Rewrite the listing lines starting at the one containing "query (the noun phrase to segment): garden" and ending at the one containing "MULTIPOLYGON (((479 339, 474", with "garden bed" changed to "flower bed" and nothing else altered.

═════ Given records ═════

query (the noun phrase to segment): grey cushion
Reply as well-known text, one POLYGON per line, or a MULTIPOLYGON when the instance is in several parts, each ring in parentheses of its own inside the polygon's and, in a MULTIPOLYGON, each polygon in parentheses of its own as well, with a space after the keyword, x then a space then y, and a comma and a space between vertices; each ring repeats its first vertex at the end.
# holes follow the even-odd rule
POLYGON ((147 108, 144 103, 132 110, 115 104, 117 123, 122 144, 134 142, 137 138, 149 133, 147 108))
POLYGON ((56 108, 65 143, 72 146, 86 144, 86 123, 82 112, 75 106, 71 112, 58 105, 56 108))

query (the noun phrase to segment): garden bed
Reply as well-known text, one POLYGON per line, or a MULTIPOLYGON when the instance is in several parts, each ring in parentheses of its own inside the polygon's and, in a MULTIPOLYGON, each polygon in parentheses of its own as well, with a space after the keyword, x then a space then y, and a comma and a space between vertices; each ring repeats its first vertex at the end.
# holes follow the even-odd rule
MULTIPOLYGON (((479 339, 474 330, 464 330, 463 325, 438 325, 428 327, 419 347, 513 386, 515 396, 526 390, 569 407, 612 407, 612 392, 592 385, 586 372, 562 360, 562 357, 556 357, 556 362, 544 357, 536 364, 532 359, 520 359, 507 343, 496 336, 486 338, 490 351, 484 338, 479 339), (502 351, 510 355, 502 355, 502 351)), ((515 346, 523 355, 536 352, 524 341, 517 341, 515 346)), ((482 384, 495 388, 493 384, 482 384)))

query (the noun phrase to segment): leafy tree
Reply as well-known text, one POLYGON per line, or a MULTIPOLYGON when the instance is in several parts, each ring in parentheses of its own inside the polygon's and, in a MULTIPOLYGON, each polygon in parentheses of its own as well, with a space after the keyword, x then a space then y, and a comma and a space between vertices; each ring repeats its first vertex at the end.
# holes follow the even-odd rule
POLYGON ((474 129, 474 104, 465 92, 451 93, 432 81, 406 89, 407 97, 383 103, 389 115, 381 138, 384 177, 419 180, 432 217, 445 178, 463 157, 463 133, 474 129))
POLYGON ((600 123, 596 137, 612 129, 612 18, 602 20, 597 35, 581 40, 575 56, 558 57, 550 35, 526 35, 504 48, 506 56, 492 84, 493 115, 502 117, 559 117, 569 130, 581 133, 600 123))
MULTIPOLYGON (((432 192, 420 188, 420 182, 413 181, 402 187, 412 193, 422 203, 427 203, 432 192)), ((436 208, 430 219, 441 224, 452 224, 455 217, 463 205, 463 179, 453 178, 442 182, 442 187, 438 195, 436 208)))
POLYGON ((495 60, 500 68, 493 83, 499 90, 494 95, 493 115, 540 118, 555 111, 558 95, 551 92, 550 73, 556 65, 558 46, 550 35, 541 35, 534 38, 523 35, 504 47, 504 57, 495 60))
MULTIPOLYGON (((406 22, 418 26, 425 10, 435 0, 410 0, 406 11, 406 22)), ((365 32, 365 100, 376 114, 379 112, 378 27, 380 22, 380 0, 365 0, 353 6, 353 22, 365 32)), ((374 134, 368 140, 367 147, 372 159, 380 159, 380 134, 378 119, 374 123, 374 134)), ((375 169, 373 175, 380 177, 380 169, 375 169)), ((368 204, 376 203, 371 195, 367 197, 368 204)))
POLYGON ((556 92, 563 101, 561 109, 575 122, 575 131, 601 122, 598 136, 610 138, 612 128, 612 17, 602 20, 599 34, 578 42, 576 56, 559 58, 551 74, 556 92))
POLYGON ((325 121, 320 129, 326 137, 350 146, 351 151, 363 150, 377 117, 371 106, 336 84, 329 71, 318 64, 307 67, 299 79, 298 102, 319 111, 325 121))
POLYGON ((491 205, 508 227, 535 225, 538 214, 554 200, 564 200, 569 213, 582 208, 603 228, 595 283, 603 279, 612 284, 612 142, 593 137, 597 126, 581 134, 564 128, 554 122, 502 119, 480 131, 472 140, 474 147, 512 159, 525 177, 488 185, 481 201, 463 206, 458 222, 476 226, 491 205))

═════

◆ Written answer ◆
query (the noun phrase to segment): flower bed
Reply as well-known text, one POLYGON per line, or a MULTIPOLYGON when the instance is in several parts, each ring in parentheses of its own inside the polygon's and, in a MULTIPOLYGON, each polygon in parentheses of its own as well, with a space after the keyword, x then a space then y, and a comma and a space between vertices; each ring repeats its first vertex at the end.
# holes follow the even-odd rule
MULTIPOLYGON (((479 339, 474 330, 464 330, 463 325, 438 325, 428 327, 419 347, 513 386, 515 396, 526 390, 569 407, 612 407, 612 392, 592 385, 586 372, 562 360, 562 357, 556 357, 556 362, 544 357, 536 364, 532 359, 520 359, 507 343, 496 336, 486 338, 490 351, 484 338, 479 339), (502 351, 510 355, 502 355, 502 351)), ((515 346, 523 355, 536 352, 524 341, 517 341, 515 346)), ((482 384, 495 388, 493 384, 482 384)))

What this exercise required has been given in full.